Task directions:
Select and copy each line in the records below that contains the word "carpet". Treat the match as case-sensitive.
===============
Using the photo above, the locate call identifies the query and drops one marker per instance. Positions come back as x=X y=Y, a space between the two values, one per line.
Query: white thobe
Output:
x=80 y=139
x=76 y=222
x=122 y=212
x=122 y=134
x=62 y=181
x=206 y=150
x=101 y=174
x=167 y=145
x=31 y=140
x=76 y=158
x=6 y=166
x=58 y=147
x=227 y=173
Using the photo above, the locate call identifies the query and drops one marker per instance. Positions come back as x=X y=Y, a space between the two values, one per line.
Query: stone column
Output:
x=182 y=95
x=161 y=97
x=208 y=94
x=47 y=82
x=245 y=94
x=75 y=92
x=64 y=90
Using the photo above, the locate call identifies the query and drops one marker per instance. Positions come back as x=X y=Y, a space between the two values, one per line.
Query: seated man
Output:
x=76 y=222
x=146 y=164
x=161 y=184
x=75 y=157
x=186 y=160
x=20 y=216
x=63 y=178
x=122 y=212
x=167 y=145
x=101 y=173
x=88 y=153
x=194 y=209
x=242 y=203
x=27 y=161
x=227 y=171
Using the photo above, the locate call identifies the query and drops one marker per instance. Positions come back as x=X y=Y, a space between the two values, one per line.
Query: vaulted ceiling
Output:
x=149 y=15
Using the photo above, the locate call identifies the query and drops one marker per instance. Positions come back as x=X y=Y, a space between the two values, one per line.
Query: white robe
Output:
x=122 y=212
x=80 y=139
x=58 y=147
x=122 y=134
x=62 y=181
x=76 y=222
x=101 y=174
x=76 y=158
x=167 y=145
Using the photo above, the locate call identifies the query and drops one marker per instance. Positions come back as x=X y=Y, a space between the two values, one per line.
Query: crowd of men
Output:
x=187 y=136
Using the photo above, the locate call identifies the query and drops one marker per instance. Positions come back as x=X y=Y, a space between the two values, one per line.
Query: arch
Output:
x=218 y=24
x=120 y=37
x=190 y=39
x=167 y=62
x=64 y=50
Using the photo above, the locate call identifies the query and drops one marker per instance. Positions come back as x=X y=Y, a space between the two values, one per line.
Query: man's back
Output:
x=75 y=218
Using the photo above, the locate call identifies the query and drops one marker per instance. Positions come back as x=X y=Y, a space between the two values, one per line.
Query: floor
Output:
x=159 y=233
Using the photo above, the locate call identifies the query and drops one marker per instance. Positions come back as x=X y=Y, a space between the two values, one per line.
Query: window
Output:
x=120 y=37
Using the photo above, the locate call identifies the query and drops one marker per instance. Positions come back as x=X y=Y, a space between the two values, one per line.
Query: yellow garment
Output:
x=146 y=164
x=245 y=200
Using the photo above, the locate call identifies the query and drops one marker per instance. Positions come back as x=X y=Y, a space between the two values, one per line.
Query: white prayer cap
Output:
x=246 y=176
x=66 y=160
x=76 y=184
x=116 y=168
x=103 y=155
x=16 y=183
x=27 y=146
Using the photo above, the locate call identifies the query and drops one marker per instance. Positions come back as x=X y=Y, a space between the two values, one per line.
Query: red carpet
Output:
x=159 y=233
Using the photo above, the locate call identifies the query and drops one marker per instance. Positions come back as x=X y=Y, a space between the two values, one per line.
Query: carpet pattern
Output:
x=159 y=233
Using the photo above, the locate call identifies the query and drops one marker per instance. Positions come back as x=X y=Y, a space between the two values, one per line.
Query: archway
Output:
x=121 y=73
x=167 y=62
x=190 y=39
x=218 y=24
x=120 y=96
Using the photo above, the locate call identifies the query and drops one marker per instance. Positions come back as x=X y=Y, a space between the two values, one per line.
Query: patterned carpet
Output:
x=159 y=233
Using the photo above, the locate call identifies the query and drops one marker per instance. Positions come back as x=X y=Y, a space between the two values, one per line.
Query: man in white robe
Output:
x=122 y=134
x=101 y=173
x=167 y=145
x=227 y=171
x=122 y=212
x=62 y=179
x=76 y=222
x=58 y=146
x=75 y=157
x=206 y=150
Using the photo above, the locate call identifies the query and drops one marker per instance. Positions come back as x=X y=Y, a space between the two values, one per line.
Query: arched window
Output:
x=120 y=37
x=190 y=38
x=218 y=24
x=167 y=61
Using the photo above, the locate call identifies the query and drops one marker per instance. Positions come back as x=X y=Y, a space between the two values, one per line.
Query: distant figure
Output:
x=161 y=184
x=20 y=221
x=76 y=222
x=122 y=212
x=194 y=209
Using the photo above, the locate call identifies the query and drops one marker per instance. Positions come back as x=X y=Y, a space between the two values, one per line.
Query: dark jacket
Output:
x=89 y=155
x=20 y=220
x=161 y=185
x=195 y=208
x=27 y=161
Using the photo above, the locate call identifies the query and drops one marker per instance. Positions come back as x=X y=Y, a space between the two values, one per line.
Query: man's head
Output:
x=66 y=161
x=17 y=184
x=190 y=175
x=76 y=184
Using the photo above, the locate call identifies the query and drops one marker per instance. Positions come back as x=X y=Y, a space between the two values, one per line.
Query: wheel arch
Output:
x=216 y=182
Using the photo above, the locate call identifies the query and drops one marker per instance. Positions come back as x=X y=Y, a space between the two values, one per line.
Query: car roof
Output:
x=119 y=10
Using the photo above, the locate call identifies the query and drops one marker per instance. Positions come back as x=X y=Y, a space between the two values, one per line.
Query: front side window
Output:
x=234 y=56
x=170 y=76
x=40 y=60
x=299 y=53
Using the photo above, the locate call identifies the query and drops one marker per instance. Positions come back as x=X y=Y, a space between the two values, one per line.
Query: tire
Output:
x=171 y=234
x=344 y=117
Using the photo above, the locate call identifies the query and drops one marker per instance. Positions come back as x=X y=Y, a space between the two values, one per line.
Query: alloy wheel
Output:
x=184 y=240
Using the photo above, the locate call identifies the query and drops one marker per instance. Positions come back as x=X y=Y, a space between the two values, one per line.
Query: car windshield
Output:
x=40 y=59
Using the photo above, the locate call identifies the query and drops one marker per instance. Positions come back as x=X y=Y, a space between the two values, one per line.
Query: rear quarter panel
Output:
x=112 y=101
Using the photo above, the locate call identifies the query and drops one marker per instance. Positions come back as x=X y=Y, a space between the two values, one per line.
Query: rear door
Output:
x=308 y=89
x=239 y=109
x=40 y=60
===============
Complete output:
Query: red carpet
Query: carpet pattern
Query: patterned carpet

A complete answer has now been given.